Directions
Your answer must be the full listing below, restated word for word, with no pictures in it.
=== Exercise inputs ===
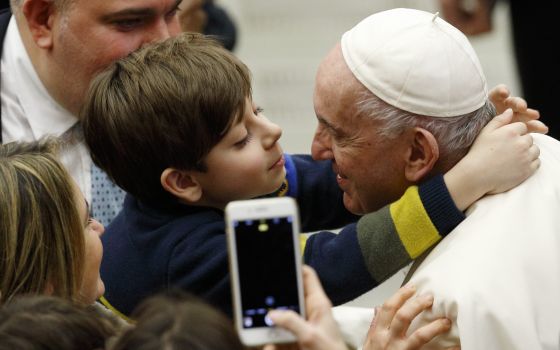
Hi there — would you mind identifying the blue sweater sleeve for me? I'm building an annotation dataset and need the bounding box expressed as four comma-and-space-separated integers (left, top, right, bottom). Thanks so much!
304, 225, 376, 305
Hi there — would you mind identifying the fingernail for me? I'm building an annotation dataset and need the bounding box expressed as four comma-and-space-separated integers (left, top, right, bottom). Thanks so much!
423, 295, 434, 303
442, 318, 452, 327
405, 284, 415, 290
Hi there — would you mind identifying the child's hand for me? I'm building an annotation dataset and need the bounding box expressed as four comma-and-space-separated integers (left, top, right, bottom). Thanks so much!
489, 84, 548, 134
444, 109, 540, 210
468, 109, 540, 195
362, 285, 458, 350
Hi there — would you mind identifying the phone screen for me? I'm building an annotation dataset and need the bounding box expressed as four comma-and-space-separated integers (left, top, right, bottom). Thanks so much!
233, 216, 300, 329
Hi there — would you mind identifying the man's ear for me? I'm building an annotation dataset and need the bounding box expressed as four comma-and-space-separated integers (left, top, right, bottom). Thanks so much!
22, 0, 56, 49
404, 128, 439, 182
160, 168, 203, 204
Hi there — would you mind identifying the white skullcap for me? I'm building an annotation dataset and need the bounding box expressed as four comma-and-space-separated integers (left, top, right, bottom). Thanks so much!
341, 8, 488, 117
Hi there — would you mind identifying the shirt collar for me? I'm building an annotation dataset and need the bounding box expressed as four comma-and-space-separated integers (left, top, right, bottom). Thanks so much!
4, 18, 77, 138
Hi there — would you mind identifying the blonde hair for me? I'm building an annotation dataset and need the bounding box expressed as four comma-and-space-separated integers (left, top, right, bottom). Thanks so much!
0, 140, 85, 304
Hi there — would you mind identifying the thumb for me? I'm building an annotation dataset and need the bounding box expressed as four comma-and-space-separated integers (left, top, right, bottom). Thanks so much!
487, 108, 513, 130
267, 310, 309, 339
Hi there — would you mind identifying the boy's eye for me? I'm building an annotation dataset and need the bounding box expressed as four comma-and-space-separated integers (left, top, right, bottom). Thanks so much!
235, 132, 253, 147
254, 107, 264, 115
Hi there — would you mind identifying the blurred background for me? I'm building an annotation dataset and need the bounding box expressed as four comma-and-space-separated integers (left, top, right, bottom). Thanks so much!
210, 0, 519, 306
220, 0, 520, 154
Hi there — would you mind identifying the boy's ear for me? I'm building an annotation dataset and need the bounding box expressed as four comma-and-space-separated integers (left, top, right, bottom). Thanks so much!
404, 128, 439, 182
22, 0, 56, 49
160, 168, 203, 204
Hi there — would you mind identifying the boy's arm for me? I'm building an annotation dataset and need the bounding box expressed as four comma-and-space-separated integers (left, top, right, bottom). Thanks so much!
304, 109, 541, 305
303, 174, 460, 305
444, 109, 540, 210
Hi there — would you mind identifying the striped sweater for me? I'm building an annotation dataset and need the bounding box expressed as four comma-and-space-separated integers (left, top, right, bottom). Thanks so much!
100, 154, 464, 317
289, 155, 464, 305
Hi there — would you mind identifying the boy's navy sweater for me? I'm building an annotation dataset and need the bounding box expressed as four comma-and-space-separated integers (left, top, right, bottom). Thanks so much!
100, 155, 463, 317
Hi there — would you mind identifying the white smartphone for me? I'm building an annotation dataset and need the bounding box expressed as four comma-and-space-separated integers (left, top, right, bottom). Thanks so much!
225, 197, 305, 346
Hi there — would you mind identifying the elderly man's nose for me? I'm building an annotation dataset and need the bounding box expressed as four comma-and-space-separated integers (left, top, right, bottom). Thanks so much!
311, 130, 333, 160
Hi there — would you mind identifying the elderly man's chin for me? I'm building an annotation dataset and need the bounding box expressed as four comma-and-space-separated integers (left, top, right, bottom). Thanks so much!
343, 189, 391, 215
342, 192, 367, 215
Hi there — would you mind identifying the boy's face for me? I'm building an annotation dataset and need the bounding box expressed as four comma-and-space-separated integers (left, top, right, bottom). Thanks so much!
194, 98, 286, 209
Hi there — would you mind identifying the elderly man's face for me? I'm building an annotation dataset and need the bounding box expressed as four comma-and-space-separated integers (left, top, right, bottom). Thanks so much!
33, 0, 182, 115
311, 45, 410, 215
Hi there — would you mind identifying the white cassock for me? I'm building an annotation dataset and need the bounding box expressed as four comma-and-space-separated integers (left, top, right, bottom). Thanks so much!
405, 133, 560, 350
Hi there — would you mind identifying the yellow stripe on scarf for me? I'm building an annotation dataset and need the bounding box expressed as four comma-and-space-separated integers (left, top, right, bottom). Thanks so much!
390, 186, 441, 258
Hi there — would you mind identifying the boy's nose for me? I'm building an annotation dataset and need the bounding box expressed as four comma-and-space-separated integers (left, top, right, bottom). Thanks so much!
===
Solution to the exercise
Hi there — would you mind identifying the blue sweater sleeve for me? I'm building an annotation dataset and need the bounding box expressed as four comma-and-space-separated integers (left, top, right, bottom). Thanks so much!
304, 225, 376, 305
Hi there — would you mind identifying the fingernail for me? I'm building an annotation dataset and need the bounding box expressed as four comma-and-space-separated integers (left, top, right, bottom). Thanks so much!
423, 295, 434, 303
442, 318, 452, 327
405, 284, 415, 290
Hi there — would you mind identifying the child's hand for me? I'm building an annotation dataset and need the bounding box expressed as four comma-and-space-separated integers (left, top, right, bottom). Thanks so much!
489, 84, 548, 134
444, 109, 540, 210
468, 109, 540, 195
362, 285, 458, 350
Hi there — would you mind identifying the phone screen for me? I'm building an annotation dataset and need the bounding box expressed as four comma-and-space-separated integers (left, top, right, bottom). Thanks so much!
233, 216, 300, 329
Hi there — would you mind identifying the man's ear for me? I'm building an annotation dataset and need the bounding box expressed as four comma-and-space-separated integers (left, top, right, bottom). Thanks so much!
22, 0, 56, 49
404, 128, 439, 182
160, 168, 203, 204
Hi there — would you mind identifying the white skullcap for me? I'm building an annotation dataset and need the bounding box expressed as four comma-and-space-separated integers (left, top, right, bottom). Thanks so much!
341, 8, 488, 117
Hi there — would you mind identifying the shirt collar for me? I'm building an annotation dataset and need the bounding box expressed as four comma-and-space-separated integers (left, top, right, bottom). Thanks so much!
4, 18, 77, 138
Hi there — would you mind identifying the blonde hair for me? I'm building an annotation dataset and need the bounding box expressed as four comma-and-space-separated integers (left, top, right, bottom). Thanks so much!
0, 140, 85, 304
Hi there — would you mind identifying the thumb for me? I'm building an annotation dataset and need the bounding box expressed as four comma-and-space-separated integers (left, top, right, bottom). Thanks so much!
487, 108, 513, 130
267, 310, 309, 339
Hi there — would you mind identifying the boy's eye for me? I'm building an annotation dataset and need the bounding box expressed as four comma-and-space-separated integers (left, top, right, bottom). Thanks so much!
235, 132, 253, 147
254, 107, 264, 115
Hi there — would you mind identifying the blurred background for me? I'm building an annotation dataset and need the bounding box expressed as four comma-and-space-separated integers (left, top, right, bottom). Thanks so much!
210, 0, 519, 306
220, 0, 520, 154
Hi there — would you mind identifying the boy's ear for me? I'm building an annotation dataset and need the bounding box expressed as four comma-and-space-separated integers (left, top, right, bottom). Thanks so much!
404, 128, 439, 182
22, 0, 56, 49
160, 168, 203, 204
Hi there — would you mind identifying the boy's arm for me? I'm building an annotation dataset and need the bounding box expressed as four comma-and-space-separated integers (left, top, right, bottom). Thanks so much!
304, 109, 541, 305
303, 174, 460, 305
444, 109, 540, 210
Hi there — would you mind identifying the striped sweater for me? I'm building an annotation dataset and need the bounding box expressed as four comma-and-space-separated integers (left, top, right, bottom). Thanks so much!
100, 154, 464, 317
289, 155, 464, 305
Hi there — would you mind identifying the boy's navy sweater for me? I'm building an annotation dataset and need the bounding box expressed as four comma-and-space-separated integers (left, top, right, bottom). Thanks so much!
100, 155, 463, 317
Hi there — would you mind identifying the white smartphone for me? I'm building an annotation dataset and need the bounding box expressed as four comma-and-space-separated integers (left, top, right, bottom). Thanks so much!
225, 197, 305, 346
Hi there — would you mind identifying the elderly man's nose for me? I'm building an annotation dataset and need the bounding box expressed as four comma-and-space-separated integers (left, top, right, bottom). Thanks so much!
311, 130, 333, 160
Hi there — would you mind identifying the elderly man's chin for me? I'm building an annotation dataset and need the bounding box expressed as four comma-and-space-separated integers (left, top, right, bottom). Thanks so much!
343, 189, 391, 215
342, 192, 367, 215
Hi there — would you mind identifying the boy's face for me? I'm building an annotation dataset and need the bounding box expressed as four comma-and-space-separated integers (left, top, right, bottom). Thanks so much!
194, 98, 286, 209
Hi there — would you mind identifying the elderly man's face for me? I'm building an annotation dataset and need the bounding box expressed as four comma-and-space-separated integers (left, top, right, bottom). Thanks so much!
33, 0, 182, 115
311, 45, 410, 215
Hi there — would you mind identifying the white cassock for me? I'm building an annotation dataset and need the bounding box expressed as four comma-and-space-separated integers (left, top, right, bottom). Thanks so much!
405, 133, 560, 350
Hi there — would you mind identifying the yellow stripe on scarf for me? I'm building an annotation dataset and need the bounding box expressed as four comma-and-space-separated integers (left, top, right, bottom). Thanks so much!
390, 186, 441, 258
Hi there — would you mind identifying the boy's nose for me? I'm building an annotation dataset and need the bounding box expressed as four comma-and-space-separated integers (left, top, right, bottom). Thanks so much!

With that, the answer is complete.